■ WORK INSTRUCTION
Gather every line of the rows below that contains the word "clicks". Case counts.

■ EXCERPTED DATA
----

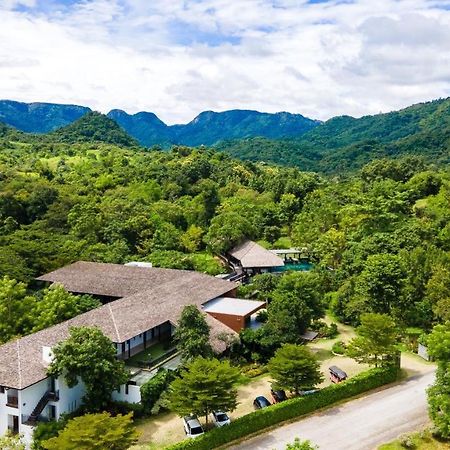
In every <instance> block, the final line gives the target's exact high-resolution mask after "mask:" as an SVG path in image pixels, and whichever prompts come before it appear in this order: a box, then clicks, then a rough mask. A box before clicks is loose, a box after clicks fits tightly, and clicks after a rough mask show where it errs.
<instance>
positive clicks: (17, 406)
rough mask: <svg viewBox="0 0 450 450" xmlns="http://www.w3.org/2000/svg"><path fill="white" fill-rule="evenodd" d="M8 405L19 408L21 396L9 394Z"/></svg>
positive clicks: (8, 396) (7, 398)
mask: <svg viewBox="0 0 450 450" xmlns="http://www.w3.org/2000/svg"><path fill="white" fill-rule="evenodd" d="M6 406H9V407H10V408H18V407H19V397H16V396H12V395H8V396H7V397H6Z"/></svg>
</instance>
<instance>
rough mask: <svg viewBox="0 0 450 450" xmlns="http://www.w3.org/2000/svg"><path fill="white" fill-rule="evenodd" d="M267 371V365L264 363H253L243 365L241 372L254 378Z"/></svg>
mask: <svg viewBox="0 0 450 450" xmlns="http://www.w3.org/2000/svg"><path fill="white" fill-rule="evenodd" d="M263 373H267V367H266V366H265V365H263V364H251V365H247V366H243V367H241V374H242V375H245V376H246V377H248V378H254V377H257V376H259V375H262V374H263Z"/></svg>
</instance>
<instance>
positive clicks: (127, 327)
mask: <svg viewBox="0 0 450 450" xmlns="http://www.w3.org/2000/svg"><path fill="white" fill-rule="evenodd" d="M88 269H91V272H90V273H87V272H89V270H88ZM130 270H131V271H130ZM134 271H136V273H133V272H134ZM142 271H145V272H142ZM76 273H81V274H83V273H87V275H86V277H84V278H82V281H80V282H77V281H76V276H75V274H76ZM93 274H95V276H94V275H93ZM115 275H118V276H119V279H120V281H121V282H122V286H120V283H119V282H117V280H115V278H114V276H115ZM44 278H45V279H46V281H53V280H55V281H58V282H60V283H61V284H63V285H64V286H65V287H66V289H68V290H71V289H70V287H76V288H77V290H75V291H74V292H90V293H93V292H92V291H93V290H94V289H95V290H96V291H97V292H100V291H101V292H103V293H102V294H99V295H111V296H116V295H117V294H118V292H119V290H120V289H122V292H130V293H131V292H133V293H132V294H130V295H128V296H126V297H124V298H121V299H119V300H115V301H113V302H111V303H108V304H106V305H103V306H100V307H99V308H96V309H93V310H91V311H88V312H86V313H84V314H80V315H79V316H77V317H74V318H73V319H70V320H67V321H65V322H62V323H60V324H58V325H55V326H52V327H50V328H46V329H45V330H42V331H39V332H37V333H33V334H30V335H28V336H25V337H22V338H20V339H17V340H16V341H12V342H8V343H6V344H4V345H2V346H0V385H1V386H7V387H10V388H15V389H23V388H25V387H27V386H30V385H32V384H34V383H37V382H38V381H40V380H42V379H44V378H46V368H47V365H46V364H45V363H44V361H43V358H42V347H43V346H45V347H53V346H54V345H56V344H57V343H58V342H61V341H63V340H65V339H67V337H68V336H69V329H70V327H74V326H75V327H78V326H97V327H99V328H100V329H101V330H102V332H103V333H104V334H105V335H106V336H108V337H109V338H110V339H111V340H112V341H113V342H116V343H120V342H125V341H126V340H128V339H130V338H132V337H134V336H137V335H138V334H140V333H143V332H144V331H147V330H149V329H151V328H153V327H155V326H157V325H160V324H162V323H164V322H166V321H170V322H172V323H173V324H175V323H176V322H177V321H178V319H179V316H180V314H181V311H182V309H183V308H184V306H186V305H192V304H193V305H196V306H197V307H199V309H201V308H200V306H201V305H202V304H203V303H206V302H207V301H209V300H211V299H213V298H216V297H219V296H221V295H224V294H226V293H227V292H229V291H231V290H232V289H234V288H235V287H236V285H235V284H234V283H231V282H229V281H224V280H220V279H217V278H215V277H211V276H209V275H205V274H202V273H198V272H191V271H182V270H171V269H153V268H140V267H126V266H121V265H117V264H100V263H86V262H78V263H75V264H72V265H70V266H68V267H64V268H63V269H59V270H57V271H55V272H52V274H48V275H45V276H44V277H40V279H44ZM133 279H135V280H137V284H138V285H139V286H140V287H141V288H142V291H140V292H137V293H134V291H135V290H136V288H135V286H134V285H133V283H132V281H133ZM83 280H84V281H83ZM108 280H110V281H111V284H112V287H111V288H108V287H107V284H108ZM66 283H67V285H66ZM78 289H79V290H78ZM108 289H109V292H111V293H110V294H105V293H104V292H106V291H107V290H108ZM206 319H207V322H208V323H209V325H210V326H211V344H212V345H213V348H214V349H215V350H217V351H223V350H224V349H225V347H224V344H223V342H222V341H221V340H220V339H218V335H220V334H222V333H228V334H231V335H235V334H236V333H235V332H234V331H233V330H231V329H230V328H228V327H227V326H226V325H224V324H222V323H221V322H219V321H217V320H216V319H214V318H213V317H211V316H209V315H207V316H206Z"/></svg>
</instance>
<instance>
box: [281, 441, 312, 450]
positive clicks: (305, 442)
mask: <svg viewBox="0 0 450 450" xmlns="http://www.w3.org/2000/svg"><path fill="white" fill-rule="evenodd" d="M318 448H319V447H317V446H316V445H313V444H312V443H311V441H301V440H300V439H299V438H295V440H294V442H293V443H292V444H287V445H286V449H285V450H317V449H318Z"/></svg>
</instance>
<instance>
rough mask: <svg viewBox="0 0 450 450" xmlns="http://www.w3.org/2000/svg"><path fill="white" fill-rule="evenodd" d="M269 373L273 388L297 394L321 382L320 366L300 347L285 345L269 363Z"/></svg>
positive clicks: (312, 354)
mask: <svg viewBox="0 0 450 450" xmlns="http://www.w3.org/2000/svg"><path fill="white" fill-rule="evenodd" d="M268 367H269V373H270V375H271V376H272V378H273V380H274V386H276V387H277V388H279V389H285V390H289V391H291V392H295V394H296V395H298V394H299V392H300V390H301V389H305V388H306V389H308V388H311V387H314V386H315V385H316V384H319V383H321V382H322V381H323V375H322V373H321V372H320V364H319V363H318V361H317V360H316V358H315V357H314V355H313V354H312V353H311V352H310V351H309V350H308V349H307V348H306V347H305V346H302V345H295V344H285V345H283V346H282V347H281V348H279V349H278V350H277V351H276V352H275V356H274V357H273V358H272V359H271V360H270V361H269V364H268Z"/></svg>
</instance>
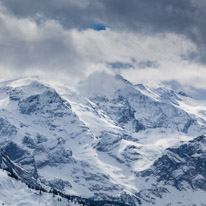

----

■ FINAL ANSWER
In every <instance> block, the final line gives the target's exact high-resolution mask after "mask:" as an SVG path in image pixels, and whichever prompts come before it appear in this order: a box, then clicks, then a rough mask. A box before clicks is loose, a box after clicks fits tightly, and clicks after a rough mask show where it errs.
positive clicks: (17, 406)
positive clicks: (8, 396) (7, 398)
positive clicks: (127, 327)
positive clicks: (305, 442)
positive clicks: (312, 354)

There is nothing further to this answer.